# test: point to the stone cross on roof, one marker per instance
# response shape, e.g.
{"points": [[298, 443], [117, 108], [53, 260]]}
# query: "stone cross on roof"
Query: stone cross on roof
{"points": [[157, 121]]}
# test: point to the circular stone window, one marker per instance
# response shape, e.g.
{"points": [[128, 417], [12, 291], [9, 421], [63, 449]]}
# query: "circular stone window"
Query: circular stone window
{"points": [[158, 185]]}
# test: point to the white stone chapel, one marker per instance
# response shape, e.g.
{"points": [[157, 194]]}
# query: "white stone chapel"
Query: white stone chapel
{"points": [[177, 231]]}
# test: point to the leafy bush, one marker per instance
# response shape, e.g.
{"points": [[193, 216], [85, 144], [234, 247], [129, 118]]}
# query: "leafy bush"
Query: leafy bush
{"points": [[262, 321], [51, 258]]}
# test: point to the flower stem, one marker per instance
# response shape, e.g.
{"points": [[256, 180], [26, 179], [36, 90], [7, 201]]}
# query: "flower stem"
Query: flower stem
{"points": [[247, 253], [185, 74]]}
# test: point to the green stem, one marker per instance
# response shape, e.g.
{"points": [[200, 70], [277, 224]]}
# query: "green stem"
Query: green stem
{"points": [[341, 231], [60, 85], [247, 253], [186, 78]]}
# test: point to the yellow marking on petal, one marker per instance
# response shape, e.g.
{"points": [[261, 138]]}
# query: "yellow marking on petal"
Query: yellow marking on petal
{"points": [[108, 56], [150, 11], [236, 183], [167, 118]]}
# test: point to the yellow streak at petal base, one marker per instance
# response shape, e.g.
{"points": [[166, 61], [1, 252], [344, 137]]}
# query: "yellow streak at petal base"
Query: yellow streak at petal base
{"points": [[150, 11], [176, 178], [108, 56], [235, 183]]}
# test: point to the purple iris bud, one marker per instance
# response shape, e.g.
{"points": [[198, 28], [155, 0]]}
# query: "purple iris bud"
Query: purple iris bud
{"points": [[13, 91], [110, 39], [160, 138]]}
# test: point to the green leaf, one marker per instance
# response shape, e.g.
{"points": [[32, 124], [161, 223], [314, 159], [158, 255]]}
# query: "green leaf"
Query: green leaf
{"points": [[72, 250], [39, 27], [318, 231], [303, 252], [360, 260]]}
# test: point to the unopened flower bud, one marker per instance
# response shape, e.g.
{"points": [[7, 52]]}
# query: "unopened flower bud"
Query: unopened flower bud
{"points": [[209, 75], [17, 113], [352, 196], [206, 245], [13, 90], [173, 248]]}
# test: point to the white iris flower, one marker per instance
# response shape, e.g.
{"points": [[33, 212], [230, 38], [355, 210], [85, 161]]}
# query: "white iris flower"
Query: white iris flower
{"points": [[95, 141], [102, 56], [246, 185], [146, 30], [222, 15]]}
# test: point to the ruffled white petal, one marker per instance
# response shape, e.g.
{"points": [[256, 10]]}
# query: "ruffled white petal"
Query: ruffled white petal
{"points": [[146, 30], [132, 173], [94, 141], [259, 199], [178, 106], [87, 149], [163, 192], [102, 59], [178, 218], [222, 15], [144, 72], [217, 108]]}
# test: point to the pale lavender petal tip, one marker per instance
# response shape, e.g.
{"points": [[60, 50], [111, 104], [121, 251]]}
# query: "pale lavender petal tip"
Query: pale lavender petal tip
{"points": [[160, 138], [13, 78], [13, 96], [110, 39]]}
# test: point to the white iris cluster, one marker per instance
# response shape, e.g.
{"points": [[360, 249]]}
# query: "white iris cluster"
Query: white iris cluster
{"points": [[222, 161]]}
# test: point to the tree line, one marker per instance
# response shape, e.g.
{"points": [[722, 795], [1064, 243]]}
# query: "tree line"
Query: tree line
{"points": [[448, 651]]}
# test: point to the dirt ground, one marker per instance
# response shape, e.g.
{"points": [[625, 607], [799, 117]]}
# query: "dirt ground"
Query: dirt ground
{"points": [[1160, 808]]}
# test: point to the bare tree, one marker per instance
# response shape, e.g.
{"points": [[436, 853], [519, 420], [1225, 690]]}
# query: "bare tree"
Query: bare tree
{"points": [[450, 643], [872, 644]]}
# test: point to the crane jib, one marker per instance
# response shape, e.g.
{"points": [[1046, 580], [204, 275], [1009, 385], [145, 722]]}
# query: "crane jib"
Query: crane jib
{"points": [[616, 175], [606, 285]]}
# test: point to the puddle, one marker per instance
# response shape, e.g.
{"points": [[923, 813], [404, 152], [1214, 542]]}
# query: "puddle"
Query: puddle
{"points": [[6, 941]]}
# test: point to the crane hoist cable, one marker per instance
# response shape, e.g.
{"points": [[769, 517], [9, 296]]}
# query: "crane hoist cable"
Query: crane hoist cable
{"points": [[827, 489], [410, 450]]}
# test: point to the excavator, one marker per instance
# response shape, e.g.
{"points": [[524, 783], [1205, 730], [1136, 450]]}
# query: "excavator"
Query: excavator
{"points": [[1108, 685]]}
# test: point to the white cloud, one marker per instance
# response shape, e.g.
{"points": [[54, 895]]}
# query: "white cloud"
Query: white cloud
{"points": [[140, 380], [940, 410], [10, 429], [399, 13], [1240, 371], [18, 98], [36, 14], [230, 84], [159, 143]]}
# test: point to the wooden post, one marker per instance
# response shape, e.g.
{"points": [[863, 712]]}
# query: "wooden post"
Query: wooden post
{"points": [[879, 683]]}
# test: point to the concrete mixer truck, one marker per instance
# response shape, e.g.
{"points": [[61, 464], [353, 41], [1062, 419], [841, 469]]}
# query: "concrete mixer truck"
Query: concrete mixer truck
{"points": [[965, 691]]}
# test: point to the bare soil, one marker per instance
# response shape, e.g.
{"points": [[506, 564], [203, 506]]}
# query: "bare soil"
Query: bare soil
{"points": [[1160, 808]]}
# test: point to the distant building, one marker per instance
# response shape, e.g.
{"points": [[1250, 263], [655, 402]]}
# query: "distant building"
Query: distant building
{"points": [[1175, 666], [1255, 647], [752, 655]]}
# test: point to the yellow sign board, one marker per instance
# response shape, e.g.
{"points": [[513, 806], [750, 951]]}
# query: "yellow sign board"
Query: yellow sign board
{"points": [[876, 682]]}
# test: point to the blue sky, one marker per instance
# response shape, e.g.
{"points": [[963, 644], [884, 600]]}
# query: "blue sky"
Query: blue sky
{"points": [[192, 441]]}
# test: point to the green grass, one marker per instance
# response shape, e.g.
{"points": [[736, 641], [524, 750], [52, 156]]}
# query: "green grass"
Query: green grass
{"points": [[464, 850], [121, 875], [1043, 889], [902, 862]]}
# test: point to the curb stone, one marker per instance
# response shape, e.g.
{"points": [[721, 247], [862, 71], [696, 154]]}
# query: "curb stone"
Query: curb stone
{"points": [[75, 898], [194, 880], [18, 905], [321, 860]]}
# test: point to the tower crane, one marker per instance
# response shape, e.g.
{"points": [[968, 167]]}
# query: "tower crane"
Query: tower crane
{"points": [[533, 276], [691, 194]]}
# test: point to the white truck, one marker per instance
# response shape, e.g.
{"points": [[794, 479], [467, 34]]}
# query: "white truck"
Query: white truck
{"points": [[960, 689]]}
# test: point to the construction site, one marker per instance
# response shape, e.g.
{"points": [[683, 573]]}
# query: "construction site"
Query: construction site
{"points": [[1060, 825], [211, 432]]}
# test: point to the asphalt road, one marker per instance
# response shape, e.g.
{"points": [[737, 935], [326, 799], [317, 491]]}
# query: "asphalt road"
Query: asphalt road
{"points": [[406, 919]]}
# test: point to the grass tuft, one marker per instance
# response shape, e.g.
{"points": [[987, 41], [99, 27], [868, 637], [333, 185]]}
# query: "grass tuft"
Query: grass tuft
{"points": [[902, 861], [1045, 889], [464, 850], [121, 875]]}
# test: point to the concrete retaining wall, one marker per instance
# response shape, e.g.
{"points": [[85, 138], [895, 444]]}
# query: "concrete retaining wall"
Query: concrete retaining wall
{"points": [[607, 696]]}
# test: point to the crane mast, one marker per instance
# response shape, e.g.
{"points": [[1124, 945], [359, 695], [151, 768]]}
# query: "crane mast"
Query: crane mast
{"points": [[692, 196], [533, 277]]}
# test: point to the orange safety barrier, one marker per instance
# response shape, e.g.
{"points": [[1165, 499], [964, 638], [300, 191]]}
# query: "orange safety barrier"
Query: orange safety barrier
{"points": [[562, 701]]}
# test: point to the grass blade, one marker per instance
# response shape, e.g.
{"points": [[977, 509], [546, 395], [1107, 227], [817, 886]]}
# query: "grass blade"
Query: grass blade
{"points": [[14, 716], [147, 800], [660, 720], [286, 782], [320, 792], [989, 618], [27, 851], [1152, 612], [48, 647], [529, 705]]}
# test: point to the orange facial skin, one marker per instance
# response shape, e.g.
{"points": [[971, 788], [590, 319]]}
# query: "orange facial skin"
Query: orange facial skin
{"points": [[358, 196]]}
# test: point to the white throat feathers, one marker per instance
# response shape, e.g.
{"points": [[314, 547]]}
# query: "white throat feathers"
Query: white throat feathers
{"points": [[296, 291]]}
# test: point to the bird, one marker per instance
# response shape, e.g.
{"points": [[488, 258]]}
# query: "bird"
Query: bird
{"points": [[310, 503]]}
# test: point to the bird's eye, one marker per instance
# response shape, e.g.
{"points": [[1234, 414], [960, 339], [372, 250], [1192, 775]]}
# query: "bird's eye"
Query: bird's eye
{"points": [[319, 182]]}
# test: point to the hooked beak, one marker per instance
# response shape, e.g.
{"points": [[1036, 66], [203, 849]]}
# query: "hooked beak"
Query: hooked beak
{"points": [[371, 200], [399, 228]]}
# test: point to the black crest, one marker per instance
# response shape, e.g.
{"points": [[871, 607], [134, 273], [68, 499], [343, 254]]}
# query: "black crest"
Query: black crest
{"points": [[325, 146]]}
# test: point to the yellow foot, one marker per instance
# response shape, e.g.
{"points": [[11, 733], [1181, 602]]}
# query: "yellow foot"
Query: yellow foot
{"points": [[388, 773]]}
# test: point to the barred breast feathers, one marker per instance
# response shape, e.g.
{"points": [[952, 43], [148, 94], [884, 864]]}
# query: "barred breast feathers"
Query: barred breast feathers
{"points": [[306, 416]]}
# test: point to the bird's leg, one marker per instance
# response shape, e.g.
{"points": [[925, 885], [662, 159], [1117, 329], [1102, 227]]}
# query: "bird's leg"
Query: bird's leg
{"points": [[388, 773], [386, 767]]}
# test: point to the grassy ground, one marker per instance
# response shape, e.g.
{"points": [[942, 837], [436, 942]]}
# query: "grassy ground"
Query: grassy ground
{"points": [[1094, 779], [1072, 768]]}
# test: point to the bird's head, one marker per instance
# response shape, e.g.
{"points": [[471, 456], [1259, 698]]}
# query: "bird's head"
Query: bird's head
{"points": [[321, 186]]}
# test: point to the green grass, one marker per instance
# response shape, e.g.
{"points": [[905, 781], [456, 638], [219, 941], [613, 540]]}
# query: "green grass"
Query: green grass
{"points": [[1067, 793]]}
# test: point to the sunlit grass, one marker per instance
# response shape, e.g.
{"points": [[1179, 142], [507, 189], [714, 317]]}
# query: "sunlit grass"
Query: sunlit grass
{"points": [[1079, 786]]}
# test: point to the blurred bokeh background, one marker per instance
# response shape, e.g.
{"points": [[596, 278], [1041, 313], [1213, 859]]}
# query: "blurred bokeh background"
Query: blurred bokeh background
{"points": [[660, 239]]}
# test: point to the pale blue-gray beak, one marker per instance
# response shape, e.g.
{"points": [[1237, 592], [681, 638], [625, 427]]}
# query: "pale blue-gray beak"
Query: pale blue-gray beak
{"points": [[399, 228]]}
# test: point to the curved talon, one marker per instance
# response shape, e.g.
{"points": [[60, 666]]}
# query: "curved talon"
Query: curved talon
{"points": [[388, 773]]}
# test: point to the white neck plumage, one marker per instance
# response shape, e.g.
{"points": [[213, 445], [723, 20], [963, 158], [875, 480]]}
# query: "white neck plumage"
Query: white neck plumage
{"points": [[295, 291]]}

•••••

Update the data starting with the line that contains "# test: point to the curved" and going on through the end of the data: write those lines out again with "curved talon" changed to "hooked claw" wherever it occurs and nothing else altered.

Exercise answer =>
# test: point to the hooked claw, one marker per instance
# response shape, e.g.
{"points": [[60, 666]]}
# query: "hooked claw"
Query: hooked claw
{"points": [[388, 773]]}
# test: point to the white neck plumage, one marker per instance
# response shape, e.g.
{"points": [[213, 445], [723, 20], [963, 158], [875, 480]]}
# query: "white neck plumage"
Query: white neck plumage
{"points": [[295, 291]]}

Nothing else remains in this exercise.